----- Working data

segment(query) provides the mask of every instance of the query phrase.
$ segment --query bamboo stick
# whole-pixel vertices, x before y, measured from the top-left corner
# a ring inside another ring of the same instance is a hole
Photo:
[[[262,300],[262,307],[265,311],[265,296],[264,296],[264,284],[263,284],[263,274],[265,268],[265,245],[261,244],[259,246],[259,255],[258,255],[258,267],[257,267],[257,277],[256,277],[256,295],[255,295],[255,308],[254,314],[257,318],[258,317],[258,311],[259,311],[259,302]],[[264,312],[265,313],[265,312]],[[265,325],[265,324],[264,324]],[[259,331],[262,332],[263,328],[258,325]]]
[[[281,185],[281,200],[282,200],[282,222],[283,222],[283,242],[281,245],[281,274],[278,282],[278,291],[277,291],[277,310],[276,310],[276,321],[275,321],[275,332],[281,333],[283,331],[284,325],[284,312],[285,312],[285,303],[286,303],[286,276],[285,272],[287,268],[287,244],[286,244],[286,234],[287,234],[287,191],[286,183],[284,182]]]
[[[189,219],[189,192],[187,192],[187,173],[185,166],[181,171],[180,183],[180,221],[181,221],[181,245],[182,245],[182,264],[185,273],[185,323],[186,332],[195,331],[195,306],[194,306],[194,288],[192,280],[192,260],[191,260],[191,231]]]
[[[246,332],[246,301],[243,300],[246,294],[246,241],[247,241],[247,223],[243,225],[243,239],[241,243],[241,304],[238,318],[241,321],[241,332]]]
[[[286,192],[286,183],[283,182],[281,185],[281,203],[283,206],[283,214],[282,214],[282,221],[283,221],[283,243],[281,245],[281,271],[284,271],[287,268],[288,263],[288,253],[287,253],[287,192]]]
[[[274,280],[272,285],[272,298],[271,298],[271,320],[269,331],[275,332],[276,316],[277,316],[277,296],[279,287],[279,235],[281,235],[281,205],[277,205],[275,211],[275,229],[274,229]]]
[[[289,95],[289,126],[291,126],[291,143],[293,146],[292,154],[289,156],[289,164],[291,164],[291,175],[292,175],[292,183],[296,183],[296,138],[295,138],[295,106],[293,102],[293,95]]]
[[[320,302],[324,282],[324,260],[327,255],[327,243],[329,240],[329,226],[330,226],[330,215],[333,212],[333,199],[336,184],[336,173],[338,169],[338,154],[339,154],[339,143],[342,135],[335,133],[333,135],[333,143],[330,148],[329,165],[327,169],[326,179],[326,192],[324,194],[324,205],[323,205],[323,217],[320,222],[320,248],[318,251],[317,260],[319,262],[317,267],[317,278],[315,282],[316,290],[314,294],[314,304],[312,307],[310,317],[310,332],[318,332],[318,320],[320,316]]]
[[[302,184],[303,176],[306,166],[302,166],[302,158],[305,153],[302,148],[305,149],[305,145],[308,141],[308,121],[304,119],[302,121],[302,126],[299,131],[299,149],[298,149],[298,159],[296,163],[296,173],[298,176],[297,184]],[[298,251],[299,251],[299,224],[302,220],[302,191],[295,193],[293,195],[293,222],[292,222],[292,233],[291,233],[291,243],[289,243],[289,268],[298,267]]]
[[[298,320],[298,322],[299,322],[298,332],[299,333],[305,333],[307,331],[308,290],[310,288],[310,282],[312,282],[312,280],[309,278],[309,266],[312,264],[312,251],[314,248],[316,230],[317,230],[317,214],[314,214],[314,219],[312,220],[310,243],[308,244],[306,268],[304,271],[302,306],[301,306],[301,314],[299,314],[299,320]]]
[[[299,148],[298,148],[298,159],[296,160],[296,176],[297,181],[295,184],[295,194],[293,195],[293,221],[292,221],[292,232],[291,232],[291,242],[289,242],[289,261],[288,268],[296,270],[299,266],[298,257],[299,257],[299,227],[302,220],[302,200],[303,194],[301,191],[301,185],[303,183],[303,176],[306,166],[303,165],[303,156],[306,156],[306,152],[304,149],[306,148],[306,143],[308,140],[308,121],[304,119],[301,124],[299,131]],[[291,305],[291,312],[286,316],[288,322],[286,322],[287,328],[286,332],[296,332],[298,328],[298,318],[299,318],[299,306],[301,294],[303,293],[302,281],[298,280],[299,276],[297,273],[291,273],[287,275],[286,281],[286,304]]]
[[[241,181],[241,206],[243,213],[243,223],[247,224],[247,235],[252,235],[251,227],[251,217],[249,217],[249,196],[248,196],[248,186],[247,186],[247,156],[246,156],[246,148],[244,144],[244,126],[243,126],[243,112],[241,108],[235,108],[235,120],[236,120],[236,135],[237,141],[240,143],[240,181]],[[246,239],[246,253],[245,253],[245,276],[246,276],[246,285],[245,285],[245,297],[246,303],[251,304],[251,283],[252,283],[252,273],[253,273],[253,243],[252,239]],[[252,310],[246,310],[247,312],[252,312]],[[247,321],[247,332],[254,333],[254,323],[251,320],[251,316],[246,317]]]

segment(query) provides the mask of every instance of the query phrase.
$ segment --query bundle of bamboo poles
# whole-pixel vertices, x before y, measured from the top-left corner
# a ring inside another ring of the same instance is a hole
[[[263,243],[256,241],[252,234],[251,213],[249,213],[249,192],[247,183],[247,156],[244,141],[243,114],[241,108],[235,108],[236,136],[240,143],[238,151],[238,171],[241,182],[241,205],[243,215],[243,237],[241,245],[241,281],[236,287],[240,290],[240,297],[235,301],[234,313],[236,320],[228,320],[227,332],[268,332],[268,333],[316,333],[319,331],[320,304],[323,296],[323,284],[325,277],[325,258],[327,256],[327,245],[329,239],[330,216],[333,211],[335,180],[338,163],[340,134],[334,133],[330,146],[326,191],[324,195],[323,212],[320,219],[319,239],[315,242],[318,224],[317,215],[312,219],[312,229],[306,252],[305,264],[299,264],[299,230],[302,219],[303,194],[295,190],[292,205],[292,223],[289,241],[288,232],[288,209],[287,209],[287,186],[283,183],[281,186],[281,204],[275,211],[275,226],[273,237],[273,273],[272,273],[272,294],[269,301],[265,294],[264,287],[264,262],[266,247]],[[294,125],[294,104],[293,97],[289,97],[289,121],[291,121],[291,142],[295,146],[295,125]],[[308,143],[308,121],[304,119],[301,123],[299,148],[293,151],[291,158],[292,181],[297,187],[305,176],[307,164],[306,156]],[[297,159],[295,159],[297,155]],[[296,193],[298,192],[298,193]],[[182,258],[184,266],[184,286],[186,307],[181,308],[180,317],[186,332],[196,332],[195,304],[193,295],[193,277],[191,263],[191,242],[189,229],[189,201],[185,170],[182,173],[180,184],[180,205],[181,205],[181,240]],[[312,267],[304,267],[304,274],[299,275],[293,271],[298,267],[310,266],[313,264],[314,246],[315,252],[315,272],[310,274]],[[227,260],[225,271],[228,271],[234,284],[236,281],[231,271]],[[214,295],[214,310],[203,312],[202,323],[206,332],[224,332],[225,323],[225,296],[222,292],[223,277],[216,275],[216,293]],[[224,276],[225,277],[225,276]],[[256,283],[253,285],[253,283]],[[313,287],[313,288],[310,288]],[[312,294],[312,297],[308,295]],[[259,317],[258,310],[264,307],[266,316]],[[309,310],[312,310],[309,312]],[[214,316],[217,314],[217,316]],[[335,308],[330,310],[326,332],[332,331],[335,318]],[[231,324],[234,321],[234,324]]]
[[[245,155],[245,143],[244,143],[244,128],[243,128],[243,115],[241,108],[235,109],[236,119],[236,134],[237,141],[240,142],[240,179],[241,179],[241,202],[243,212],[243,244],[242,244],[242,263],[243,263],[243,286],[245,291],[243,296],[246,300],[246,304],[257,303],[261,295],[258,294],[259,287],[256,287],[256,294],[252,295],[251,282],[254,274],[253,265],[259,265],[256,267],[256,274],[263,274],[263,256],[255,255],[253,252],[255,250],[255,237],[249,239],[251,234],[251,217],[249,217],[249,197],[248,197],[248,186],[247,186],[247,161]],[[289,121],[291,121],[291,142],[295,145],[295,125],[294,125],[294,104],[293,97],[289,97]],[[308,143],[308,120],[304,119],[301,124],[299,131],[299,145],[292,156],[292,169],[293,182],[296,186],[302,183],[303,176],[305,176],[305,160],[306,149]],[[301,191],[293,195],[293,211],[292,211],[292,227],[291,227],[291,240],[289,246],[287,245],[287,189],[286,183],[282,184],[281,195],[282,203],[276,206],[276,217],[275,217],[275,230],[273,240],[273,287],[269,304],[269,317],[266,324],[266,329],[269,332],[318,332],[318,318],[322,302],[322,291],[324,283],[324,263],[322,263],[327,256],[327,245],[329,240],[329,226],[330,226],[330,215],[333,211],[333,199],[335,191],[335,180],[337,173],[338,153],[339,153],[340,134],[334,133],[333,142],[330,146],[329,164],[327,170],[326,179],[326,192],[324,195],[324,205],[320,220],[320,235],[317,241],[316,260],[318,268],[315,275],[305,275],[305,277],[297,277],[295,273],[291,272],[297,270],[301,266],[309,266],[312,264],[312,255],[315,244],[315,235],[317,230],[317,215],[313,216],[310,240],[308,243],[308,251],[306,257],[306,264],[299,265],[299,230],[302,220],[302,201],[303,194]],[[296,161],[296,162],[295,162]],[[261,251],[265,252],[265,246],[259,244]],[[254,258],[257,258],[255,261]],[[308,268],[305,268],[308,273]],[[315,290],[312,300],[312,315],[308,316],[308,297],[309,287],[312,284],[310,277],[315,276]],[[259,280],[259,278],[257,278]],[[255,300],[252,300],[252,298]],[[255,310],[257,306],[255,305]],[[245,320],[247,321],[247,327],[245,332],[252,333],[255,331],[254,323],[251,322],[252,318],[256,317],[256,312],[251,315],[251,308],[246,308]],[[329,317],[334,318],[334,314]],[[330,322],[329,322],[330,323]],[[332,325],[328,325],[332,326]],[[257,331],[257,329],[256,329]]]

----------

Requirement »
Gather every line in the records above that contains the word "query".

Finished exercise »
segment(query) provides the mask of every instance of the query phrase.
$ segment --query bamboo stick
segment(query) provides the mask of every instance of the query phrase.
$ segment --query bundle of bamboo poles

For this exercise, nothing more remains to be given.